# [Extrait à lire]
>>>>>
Cette répétition donne au poème un air de balade, comme si la méditation du narrateur était assez nonchalante, comme s'il laissait sa rêverie filer au gré de pensées et d'images, qui lui vont, qui lui viennent, au fil du temps.

 

b) Quelle valeur donner à la reprise de l'anaphore "vous" ?

 

Cette reprise infirme la nonchalance apparente de la composition. Ainsi, le vers "Ah ! que vous êtes bien dans le beau cimetière" introduit l'anaphore "vous" et leur adresse aux morts. Elle rappelle ici que tous les humains sont mortels, aussi bien les notables, les "bourgmestres", les "conseillers", que les "mendiants" et les "tziganes".

 

c) Quel ton prend soudain cette strophe ?

 

Les deux derniers vers de la strophe ("La vie vous pourrit dans la panse" / "La croix vous pousse entre les pieds") sonnent comme une dissonance, une amertume plus forte. Il ne s'agit plus de mélancolie modulée par une rêverie amusée, mais de causticité, de lucidité, presque de virulence.

 

6.
"Le vent du Rhin ulule avec tous les hiboux
Il éteint les cierges que toujours les enfants rallument
Et les feuilles mortes
Viennent couvrir les morts"
<<<<<
# [Exercice court 1]
Déterminez combien de lignes des enregistrements contiennent la chaîne « post », puis donnez uniquement ce nombre.
L'extrait et les enregistrements n'ont aucun lien entre eux.

# [Entrées fournies]
>>>>>
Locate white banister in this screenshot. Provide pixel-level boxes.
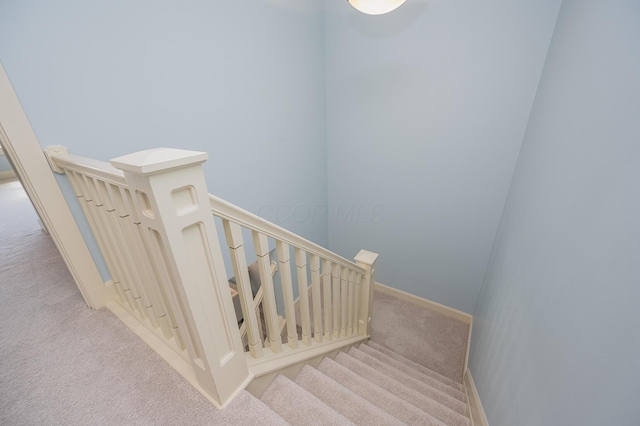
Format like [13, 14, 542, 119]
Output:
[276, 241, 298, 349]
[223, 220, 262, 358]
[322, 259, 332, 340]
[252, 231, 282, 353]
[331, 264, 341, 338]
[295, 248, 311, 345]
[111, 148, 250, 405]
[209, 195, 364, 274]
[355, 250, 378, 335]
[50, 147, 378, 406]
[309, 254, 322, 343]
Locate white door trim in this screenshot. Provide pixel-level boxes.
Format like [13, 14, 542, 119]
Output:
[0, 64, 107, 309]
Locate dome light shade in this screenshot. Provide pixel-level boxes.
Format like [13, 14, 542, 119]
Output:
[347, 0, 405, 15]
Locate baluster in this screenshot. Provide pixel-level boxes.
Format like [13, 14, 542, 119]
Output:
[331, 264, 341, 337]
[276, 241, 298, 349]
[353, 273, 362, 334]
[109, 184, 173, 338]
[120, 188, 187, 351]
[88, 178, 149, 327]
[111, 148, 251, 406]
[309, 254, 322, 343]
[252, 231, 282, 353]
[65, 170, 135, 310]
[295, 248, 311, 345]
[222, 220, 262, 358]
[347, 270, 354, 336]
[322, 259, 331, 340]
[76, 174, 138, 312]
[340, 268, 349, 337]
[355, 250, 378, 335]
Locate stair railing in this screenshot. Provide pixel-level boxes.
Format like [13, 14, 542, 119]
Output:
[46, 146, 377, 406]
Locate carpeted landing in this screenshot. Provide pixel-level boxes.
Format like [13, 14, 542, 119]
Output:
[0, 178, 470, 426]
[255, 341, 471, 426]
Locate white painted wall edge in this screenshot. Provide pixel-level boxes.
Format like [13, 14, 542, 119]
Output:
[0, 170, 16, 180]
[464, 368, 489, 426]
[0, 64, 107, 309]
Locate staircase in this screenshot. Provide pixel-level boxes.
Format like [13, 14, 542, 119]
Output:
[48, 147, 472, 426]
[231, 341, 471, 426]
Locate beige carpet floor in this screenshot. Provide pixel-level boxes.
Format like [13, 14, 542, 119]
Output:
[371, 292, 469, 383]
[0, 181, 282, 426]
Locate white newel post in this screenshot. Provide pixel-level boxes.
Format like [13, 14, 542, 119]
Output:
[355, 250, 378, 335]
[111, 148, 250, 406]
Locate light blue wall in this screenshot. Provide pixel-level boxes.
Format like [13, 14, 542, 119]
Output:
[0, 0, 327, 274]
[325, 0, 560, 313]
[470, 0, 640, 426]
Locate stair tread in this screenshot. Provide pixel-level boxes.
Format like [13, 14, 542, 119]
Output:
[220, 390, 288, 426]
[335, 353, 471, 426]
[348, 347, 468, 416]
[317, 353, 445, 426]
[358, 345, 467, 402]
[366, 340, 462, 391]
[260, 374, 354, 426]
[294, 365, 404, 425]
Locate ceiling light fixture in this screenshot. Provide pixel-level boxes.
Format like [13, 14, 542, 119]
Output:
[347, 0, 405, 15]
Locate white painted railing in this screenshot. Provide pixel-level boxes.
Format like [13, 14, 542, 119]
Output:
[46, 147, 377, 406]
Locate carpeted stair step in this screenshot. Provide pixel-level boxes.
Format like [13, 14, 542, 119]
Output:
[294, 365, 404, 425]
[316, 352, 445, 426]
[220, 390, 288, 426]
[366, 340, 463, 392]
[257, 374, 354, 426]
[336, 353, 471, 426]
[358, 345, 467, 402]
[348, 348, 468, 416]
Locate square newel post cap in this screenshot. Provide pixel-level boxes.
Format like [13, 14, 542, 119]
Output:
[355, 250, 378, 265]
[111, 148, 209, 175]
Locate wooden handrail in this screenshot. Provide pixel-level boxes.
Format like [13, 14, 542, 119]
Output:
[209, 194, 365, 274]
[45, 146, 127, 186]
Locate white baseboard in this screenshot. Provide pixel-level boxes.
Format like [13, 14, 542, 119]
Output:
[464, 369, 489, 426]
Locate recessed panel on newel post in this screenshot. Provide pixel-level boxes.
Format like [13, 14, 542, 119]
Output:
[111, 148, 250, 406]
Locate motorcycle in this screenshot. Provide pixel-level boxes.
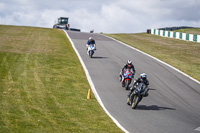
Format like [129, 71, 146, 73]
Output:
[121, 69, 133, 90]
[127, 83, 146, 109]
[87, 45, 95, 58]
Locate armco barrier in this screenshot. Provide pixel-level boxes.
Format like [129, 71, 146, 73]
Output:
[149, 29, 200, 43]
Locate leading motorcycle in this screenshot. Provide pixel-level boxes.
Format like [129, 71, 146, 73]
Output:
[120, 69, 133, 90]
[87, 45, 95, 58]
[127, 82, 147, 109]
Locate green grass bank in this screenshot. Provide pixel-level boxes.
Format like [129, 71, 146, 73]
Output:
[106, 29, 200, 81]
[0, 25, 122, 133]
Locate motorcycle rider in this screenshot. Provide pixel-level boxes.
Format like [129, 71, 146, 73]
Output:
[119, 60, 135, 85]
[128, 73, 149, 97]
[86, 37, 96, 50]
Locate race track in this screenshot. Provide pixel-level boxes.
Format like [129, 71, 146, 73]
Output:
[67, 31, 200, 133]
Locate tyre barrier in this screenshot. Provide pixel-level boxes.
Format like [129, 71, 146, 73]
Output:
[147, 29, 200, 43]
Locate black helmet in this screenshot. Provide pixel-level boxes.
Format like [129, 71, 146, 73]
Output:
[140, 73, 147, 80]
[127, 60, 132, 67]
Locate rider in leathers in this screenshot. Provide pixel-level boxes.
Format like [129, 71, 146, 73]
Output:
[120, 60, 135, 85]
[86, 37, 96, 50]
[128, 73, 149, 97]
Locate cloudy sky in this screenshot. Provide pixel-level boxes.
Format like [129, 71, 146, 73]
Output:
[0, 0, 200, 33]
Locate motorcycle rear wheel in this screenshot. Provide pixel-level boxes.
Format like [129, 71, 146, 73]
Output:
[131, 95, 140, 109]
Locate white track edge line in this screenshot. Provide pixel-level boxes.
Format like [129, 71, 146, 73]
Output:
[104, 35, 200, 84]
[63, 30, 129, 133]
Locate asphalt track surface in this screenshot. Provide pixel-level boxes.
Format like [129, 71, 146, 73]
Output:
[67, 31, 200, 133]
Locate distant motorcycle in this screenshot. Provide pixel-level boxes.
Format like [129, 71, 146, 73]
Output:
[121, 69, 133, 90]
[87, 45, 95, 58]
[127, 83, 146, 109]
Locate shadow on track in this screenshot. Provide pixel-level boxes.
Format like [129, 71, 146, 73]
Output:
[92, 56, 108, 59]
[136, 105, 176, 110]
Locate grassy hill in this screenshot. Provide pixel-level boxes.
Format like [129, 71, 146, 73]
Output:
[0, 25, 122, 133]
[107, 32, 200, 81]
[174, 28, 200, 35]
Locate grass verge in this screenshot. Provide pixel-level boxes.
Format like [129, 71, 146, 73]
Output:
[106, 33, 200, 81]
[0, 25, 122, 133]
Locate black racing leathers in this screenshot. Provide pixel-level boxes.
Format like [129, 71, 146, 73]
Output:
<<<<<
# [Exercice court 2]
Reproduisez l'extrait en entier, à l'identique.

# [Réponse rédigée 1]
3

# [Réponse rédigée 2]
Cette répétition donne au poème un air de balade, comme si la méditation du narrateur était assez nonchalante, comme s'il laissait sa rêverie filer au gré de pensées et d'images, qui lui vont, qui lui viennent, au fil du temps.

 

b) Quelle valeur donner à la reprise de l'anaphore "vous" ?

 

Cette reprise infirme la nonchalance apparente de la composition. Ainsi, le vers "Ah ! que vous êtes bien dans le beau cimetière" introduit l'anaphore "vous" et leur adresse aux morts. Elle rappelle ici que tous les humains sont mortels, aussi bien les notables, les "bourgmestres", les "conseillers", que les "mendiants" et les "tziganes".

 

c) Quel ton prend soudain cette strophe ?

 

Les deux derniers vers de la strophe ("La vie vous pourrit dans la panse" / "La croix vous pousse entre les pieds") sonnent comme une dissonance, une amertume plus forte. Il ne s'agit plus de mélancolie modulée par une rêverie amusée, mais de causticité, de lucidité, presque de virulence.

 

6.
"Le vent du Rhin ulule avec tous les hiboux
Il éteint les cierges que toujours les enfants rallument
Et les feuilles mortes
Viennent couvrir les morts"